* Studievragen:
• A. Werk het fragment uit het document bij: geef het stuk dat begint bij "Op 14 maart" en doorloopt tot en met "vergoed konden worden." opnieuw, met "officier van justitie" vervangen door "advocaat-generaal".
• B. Ga na of de volgende uitspraken overeenkomen met het fragment uit het document, en antwoord per uitspraak met ja of nee en de doorslaggevende woorden uit het fragment als letterlijk citaat: (i) Het verzoekschrift kwam op 17 november 2022 ter griffie binnen. (ii) Verzoeker is geboren in 1996. (iii) Volgens de officier van justitie moesten de kosten voor bestudering van jurisprudentie worden vergoed.
• C. Tot welk bedrag was het verzoek volgens de officier van justitie in het fragment uit het document toewijsbaar?

* Fragment uit document:
* * * * * * *

Op 14 maart 2023 heeft de Rechtbank Zeeland-West-Brabant een beslissing genomen op een verzoekschrift ex artikel 530 van het Wetboek van Strafvordering (Sv) dat op 17 november 2022 ter griffie was ingekomen. Verzoeker, geboren in 1998 en woonachtig te 's-Hertogenbosch, had verzocht om een vergoeding van € 2.815,07 voor kosten van rechtsbijstand, te vermeerderen met een forfaitaire vergoeding voor het opstellen en indienen van het verzoekschrift. De officier van justitie, mr. G. van Oosterveld, heeft in raadkamer gepersisteerd bij een schriftelijke reactie en stelde dat het verzoek toewijsbaar was tot een bedrag van € 2.667,81, maar dat de kosten voor bestudering van jurisprudentie niet vergoed konden worden.

* * * * * * *

* Ruwe gegevens:
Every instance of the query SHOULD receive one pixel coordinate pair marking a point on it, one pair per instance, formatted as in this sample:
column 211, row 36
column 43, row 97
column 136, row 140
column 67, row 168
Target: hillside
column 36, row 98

* * * * * * *

* Antwoorden per nummer:
• A.
Op 14 maart 2023 heeft de Rechtbank Zeeland-West-Brabant een beslissing genomen op een verzoekschrift ex artikel 530 van het Wetboek van Strafvordering (Sv) dat op 17 november 2022 ter griffie was ingekomen. Verzoeker, geboren in 1998 en woonachtig te 's-Hertogenbosch, had verzocht om een vergoeding van € 2.815,07 voor kosten van rechtsbijstand, te vermeerderen met een forfaitaire vergoeding voor het opstellen en indienen van het verzoekschrift. De advocaat-generaal, mr. G. van Oosterveld, heeft in raadkamer gepersisteerd bij een schriftelijke reactie en stelde dat het verzoek toewijsbaar was tot een bedrag van € 2.667,81, maar dat de kosten voor bestudering van jurisprudentie niet vergoed konden worden.

• B.
(i) Ja: "dat op 17 november 2022 ter griffie was ingekomen"
(ii) Nee: "geboren in 1998"
(iii) Nee: "maar dat de kosten voor bestudering van jurisprudentie niet vergoed konden worden"

• C. Tot een bedrag van € 2.667,81.